(EXERCISE OBJECTIVE)
Write out the listing in full, matching it word for word.

-------------------------

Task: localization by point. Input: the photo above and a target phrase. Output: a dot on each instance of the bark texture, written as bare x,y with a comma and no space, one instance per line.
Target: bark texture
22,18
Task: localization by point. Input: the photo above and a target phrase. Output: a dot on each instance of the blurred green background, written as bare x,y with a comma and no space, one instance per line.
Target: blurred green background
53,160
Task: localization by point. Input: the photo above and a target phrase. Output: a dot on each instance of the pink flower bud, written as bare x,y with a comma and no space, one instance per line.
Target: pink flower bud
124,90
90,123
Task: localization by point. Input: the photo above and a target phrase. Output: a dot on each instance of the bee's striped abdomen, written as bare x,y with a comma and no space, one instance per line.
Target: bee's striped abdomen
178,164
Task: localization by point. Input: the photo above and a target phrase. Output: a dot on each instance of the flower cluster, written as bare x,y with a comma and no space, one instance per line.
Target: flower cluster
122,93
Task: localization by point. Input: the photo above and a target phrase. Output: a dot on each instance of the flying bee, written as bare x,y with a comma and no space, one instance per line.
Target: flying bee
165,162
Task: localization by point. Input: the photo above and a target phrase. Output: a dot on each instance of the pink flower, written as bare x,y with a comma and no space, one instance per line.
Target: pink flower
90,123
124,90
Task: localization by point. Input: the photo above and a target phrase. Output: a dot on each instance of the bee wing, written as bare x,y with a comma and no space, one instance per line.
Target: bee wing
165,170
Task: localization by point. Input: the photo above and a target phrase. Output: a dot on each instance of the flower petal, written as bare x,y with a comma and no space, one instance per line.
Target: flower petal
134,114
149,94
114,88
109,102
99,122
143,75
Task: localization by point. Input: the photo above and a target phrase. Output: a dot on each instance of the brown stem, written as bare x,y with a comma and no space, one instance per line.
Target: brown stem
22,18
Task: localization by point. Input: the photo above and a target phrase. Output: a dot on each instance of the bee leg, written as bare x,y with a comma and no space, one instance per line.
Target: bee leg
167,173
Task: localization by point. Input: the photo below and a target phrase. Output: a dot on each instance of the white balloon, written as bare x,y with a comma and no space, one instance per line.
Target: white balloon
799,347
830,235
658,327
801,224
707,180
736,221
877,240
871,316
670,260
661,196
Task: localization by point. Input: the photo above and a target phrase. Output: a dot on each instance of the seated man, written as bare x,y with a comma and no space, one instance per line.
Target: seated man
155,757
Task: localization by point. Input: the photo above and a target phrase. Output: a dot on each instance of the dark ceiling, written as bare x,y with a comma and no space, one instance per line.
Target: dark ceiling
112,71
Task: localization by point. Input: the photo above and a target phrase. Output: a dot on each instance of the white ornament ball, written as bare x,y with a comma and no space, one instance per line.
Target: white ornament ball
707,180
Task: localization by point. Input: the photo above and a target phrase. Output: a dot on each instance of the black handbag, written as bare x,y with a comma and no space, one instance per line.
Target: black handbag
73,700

-------------------------

(EXERCISE OUTPUT)
Task: localization by point. Input: the photo above and a target phrase. Output: a dot on each instance of the bark texture, written as bare x,y with a comma and no space, one instance per line.
Target: bark texture
22,18
Task: localization by point. Input: the photo above and a target phrase. Output: a dot on each instance of the blurred green background, written as bare x,y with a comma and no space, one instance per line.
Target: blurred green background
53,160
Task: localization by point. Input: the photo above and a target phrase. Output: a dot on each instance of the pink flower bud, written as bare x,y with a comma and no space, one instance per line.
Target: pink flower bud
124,90
90,123
Task: localization by point. Input: the photo above and a target phrase. Output: a dot on each instance of the bee's striped abdomen, written as bare x,y with a comma and no space, one instance per line.
Target: bee's striped abdomen
178,164
Task: localization by point. Input: the photo above and a target phrase. Output: a dot on each instance of the flower cluster, written as bare x,y with a comma and no space, one instance per line.
Target: flower cluster
122,93
Task: localization by point. Input: the photo above and a target phrase. Output: a dot on each instance of the flying bee, written as bare x,y with a comma and no space, one instance per line.
Target: flying bee
165,162
Task: localization by point. Input: the photo above and a target phrase. Output: a dot on each instance of the pink flower, written as bare x,y with a comma and no space, one instance per line.
Target: pink flower
90,123
124,90
Task: localization by point. Input: the photo above and a target phrase. Output: a dot on each instance of the bee wing, written as bare x,y with a comma and no space, one instance per line.
Target: bee wing
165,170
Task: localization by point. Input: the photo above and a target phrase. Output: a dot on each instance of the flower petal, written as bare x,y with a comma and no space, one instance per line.
Target: flower petal
134,114
149,94
114,88
109,102
99,122
143,75
Task: localization by point. Input: the photo above and a target phrase. Output: a dot on each instance of the brown stem, written as bare x,y with a comma and no space, one instance per line.
Target: brown stem
22,18
Task: localization by point. Input: the photo above and a target phrase. Output: a dot on each instance of the bee leg, written as bare x,y with a comma and no space, one instance per line.
Target: bee leg
167,173
Task: localization by point. Input: the photo below and a target phrase. Output: a dot on each instance of the white balloon, written as bare x,y with a comma and no space, one instance per line.
Target: white balloon
799,347
830,235
658,327
801,224
707,180
736,221
877,240
871,316
670,260
661,196
Task: localization by point. Input: the photo above and a target phrase. Output: a dot on each instance of the seated man, written as bare x,y with a comma and no space, one instance per line.
Target: seated man
155,757
Task: localization by point. Input: the photo above and a target phrase. Output: a dot on each instance of the dark ceiling, written as bare x,y with a comma and no space, one instance per line.
Target: dark ceiling
112,71
Task: localization by point. Input: the photo above and a target phrase. Output: a dot on each instance of the white ornament ball, written as bare x,y with a comma and no space, one instance per line.
Target: white ornament ball
707,180
Task: localization by point. Input: the photo above and a target phrase. Output: a dot on each instance of the black handbag, written as bare x,y with a comma and no space, one instance per line.
Target: black handbag
73,700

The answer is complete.